WHAT YOU ARE ASKED TO DO:
Can you rewrite the rows from the line containing "Task: tag the forearm" through the line containing "x=167, y=355", both included, raising each answer coordinate by 108 and leaving the request lines and their sample coordinates as they are?

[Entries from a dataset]
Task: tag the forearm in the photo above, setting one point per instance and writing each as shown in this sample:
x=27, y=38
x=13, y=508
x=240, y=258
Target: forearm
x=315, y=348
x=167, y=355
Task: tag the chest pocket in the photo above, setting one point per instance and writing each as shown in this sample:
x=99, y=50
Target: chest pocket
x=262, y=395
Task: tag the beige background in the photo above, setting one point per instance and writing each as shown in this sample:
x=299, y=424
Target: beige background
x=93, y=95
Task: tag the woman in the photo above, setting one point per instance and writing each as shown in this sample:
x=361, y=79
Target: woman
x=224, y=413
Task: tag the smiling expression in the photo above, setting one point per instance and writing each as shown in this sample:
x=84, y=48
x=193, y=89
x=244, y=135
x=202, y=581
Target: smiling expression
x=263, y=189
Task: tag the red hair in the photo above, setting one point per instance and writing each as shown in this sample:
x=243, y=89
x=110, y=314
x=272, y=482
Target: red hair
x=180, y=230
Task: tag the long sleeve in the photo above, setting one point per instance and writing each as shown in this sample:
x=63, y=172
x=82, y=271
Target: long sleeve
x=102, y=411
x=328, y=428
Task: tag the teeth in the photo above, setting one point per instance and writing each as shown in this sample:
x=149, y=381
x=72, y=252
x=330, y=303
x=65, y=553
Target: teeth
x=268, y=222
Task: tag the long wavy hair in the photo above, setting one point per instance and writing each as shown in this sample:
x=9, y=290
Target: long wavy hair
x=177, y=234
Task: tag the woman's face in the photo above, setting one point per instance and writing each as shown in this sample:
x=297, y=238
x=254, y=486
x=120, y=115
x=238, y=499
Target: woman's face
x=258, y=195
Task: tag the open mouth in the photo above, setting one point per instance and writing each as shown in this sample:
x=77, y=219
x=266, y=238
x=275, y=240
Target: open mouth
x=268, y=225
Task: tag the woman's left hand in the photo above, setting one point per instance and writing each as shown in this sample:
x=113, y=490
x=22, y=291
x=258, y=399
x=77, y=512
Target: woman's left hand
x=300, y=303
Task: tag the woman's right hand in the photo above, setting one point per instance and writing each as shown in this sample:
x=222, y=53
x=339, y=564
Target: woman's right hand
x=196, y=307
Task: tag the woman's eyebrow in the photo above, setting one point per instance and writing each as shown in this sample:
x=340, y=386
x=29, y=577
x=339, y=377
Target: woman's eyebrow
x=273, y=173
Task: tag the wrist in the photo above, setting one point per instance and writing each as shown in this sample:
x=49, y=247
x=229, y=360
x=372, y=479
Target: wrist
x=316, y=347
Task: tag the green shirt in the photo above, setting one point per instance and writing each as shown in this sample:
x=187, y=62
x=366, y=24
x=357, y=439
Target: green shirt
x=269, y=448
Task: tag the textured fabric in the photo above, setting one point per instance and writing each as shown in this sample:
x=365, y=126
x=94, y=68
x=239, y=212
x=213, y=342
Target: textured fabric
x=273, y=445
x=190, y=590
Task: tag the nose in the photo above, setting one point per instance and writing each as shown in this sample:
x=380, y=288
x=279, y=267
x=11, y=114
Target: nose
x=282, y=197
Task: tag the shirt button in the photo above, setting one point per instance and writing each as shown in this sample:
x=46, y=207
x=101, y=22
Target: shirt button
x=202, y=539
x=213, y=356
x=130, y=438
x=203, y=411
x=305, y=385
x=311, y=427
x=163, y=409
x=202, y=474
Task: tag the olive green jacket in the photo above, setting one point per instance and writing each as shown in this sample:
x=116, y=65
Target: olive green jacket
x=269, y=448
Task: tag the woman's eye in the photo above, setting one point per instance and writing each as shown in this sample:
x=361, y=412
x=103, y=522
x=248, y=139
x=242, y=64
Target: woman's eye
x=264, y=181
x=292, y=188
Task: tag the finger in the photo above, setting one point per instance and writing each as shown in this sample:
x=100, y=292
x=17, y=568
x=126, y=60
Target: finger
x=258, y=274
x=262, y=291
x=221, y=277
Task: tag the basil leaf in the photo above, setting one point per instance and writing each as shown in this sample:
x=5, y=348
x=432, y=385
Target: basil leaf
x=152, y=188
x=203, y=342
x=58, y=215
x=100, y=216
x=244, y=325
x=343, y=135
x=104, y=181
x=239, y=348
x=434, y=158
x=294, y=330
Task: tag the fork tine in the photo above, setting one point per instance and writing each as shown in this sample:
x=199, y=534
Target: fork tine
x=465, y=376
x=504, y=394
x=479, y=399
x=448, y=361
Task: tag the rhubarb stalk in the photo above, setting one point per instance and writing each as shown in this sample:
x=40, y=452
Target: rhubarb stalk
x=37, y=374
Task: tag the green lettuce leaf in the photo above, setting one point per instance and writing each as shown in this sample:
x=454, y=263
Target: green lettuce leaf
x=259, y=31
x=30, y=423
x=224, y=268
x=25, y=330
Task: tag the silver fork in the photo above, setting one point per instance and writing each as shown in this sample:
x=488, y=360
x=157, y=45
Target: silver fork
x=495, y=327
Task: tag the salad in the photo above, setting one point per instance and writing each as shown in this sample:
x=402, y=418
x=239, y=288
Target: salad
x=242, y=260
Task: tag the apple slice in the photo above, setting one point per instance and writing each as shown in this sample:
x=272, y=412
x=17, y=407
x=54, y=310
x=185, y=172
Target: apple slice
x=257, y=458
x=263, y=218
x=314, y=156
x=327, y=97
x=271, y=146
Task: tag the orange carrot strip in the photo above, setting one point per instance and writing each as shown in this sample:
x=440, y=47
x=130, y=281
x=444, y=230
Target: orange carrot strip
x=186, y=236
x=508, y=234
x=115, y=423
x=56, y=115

...

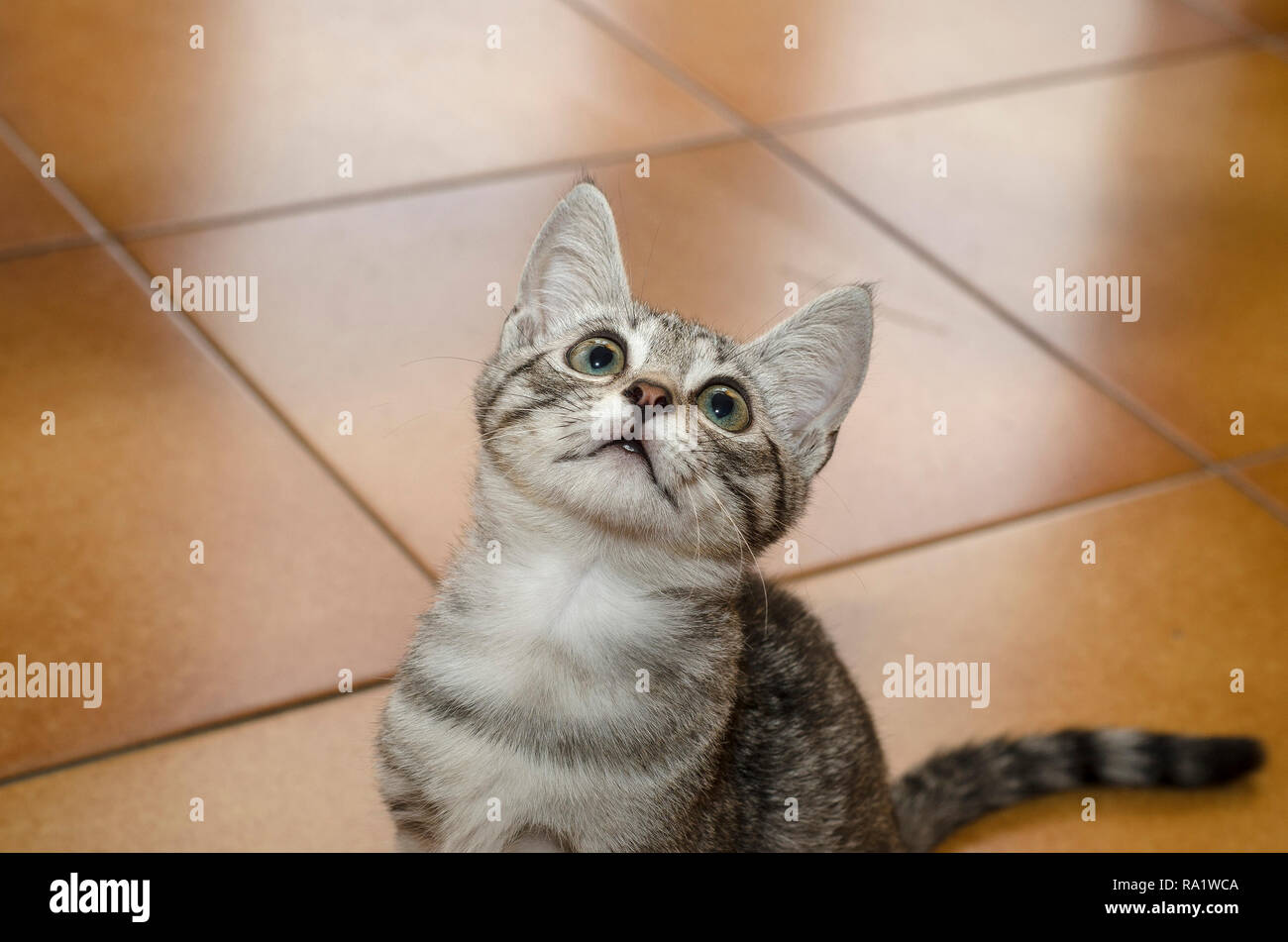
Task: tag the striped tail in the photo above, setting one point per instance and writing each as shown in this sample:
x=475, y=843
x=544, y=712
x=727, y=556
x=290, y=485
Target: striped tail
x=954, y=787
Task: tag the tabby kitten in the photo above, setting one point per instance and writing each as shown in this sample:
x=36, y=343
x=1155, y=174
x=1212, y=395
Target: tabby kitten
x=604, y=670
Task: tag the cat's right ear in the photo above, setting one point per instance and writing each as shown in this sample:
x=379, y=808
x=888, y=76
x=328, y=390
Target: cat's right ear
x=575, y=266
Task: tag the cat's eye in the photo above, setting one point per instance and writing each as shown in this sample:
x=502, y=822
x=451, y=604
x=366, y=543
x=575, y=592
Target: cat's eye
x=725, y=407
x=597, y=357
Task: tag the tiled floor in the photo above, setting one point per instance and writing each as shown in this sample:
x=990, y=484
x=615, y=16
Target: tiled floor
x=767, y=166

THE ANSWER:
Task: tag the forearm in the photo above, setting one point per instance and writing each as shown in this sample:
x=27, y=38
x=13, y=508
x=240, y=258
Target: forearm
x=423, y=456
x=275, y=463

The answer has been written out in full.